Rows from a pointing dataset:

(begin)

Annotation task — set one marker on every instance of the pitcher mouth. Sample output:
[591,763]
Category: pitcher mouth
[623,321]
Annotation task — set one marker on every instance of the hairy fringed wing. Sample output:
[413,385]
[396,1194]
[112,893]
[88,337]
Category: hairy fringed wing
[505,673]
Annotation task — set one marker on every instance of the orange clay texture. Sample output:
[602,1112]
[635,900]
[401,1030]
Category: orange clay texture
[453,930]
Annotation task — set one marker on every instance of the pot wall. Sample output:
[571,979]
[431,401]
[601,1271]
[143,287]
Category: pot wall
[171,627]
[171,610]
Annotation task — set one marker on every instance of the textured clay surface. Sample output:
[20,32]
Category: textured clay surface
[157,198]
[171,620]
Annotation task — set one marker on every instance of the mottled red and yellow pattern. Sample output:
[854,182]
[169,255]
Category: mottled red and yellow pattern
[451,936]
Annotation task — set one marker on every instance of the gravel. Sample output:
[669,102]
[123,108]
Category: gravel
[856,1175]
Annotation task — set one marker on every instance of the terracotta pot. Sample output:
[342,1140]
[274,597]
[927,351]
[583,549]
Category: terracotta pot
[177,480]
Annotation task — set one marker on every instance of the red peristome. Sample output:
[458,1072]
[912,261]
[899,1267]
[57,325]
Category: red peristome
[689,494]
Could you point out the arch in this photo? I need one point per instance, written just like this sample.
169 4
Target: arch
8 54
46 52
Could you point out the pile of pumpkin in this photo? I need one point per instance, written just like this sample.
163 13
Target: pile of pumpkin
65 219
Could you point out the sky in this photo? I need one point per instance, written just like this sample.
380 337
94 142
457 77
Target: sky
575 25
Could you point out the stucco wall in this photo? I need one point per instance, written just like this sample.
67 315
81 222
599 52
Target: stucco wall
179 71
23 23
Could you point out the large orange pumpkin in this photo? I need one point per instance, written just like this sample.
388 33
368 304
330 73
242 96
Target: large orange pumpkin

(end)

- [WHAT YOU HAVE TO DO]: Recopy the entries above exactly, with every line included.

- [FULL ANSWER]:
Annotation task — set one marker on every instance of the pitcher mouth. Sample output:
[591,763]
Category: pitcher mouth
[623,321]
Annotation task — set one marker on every instance of the hairy fringed wing. Sample output:
[413,385]
[396,1194]
[112,893]
[88,337]
Category: hairy fringed wing
[505,673]
Annotation task — set one marker on every instance of the orange clay texture. Sample output:
[602,1112]
[635,900]
[401,1030]
Category: orange clay texture
[453,930]
Annotation task — set one marker on every instance of the pot wall. Sample output:
[571,979]
[431,401]
[601,1271]
[143,287]
Category: pot wall
[171,627]
[171,610]
Annotation task — set one marker on every instance of the textured clay surface. Sample output:
[20,32]
Category: textured clay surface
[157,198]
[171,620]
Annotation task — set one marker on every instance of the mottled red and yellow pattern. Sample output:
[854,182]
[169,255]
Category: mottled red and yellow pattern
[451,936]
Annotation task — set one marker on every instance of the gravel. Sample output:
[669,102]
[123,108]
Category: gravel
[856,1175]
Annotation task — set one marker on every instance of the terracotta pot. Sample output:
[342,1140]
[274,597]
[927,351]
[583,549]
Category: terracotta pot
[177,480]
Annotation task — set one marker on every instance of the red peristome. Sample output:
[458,1072]
[912,261]
[899,1267]
[57,325]
Category: red peristome
[689,494]
Could you point out the arch in this photo? I need one point per instance, written just like this sample.
169 4
Target: arch
8 54
46 52
Could you point out the pile of pumpkin in this photo? I need one point per instance, written just like this sample.
163 13
Target: pile of pumpkin
65 219
Could you point out the sky in this photo? I need one point per instance, written just like this sample.
380 337
94 142
457 77
Target: sky
575 25
Could you point out the stucco wall in this photo? I need one point per instance, written just like this sample.
67 315
81 222
599 52
Target: stucco wall
179 71
23 23
Could you point out the large orange pumpkin in this photo? I need one point per instance, written just like this sample.
388 33
368 304
330 73
242 96
Target: large orange pumpkin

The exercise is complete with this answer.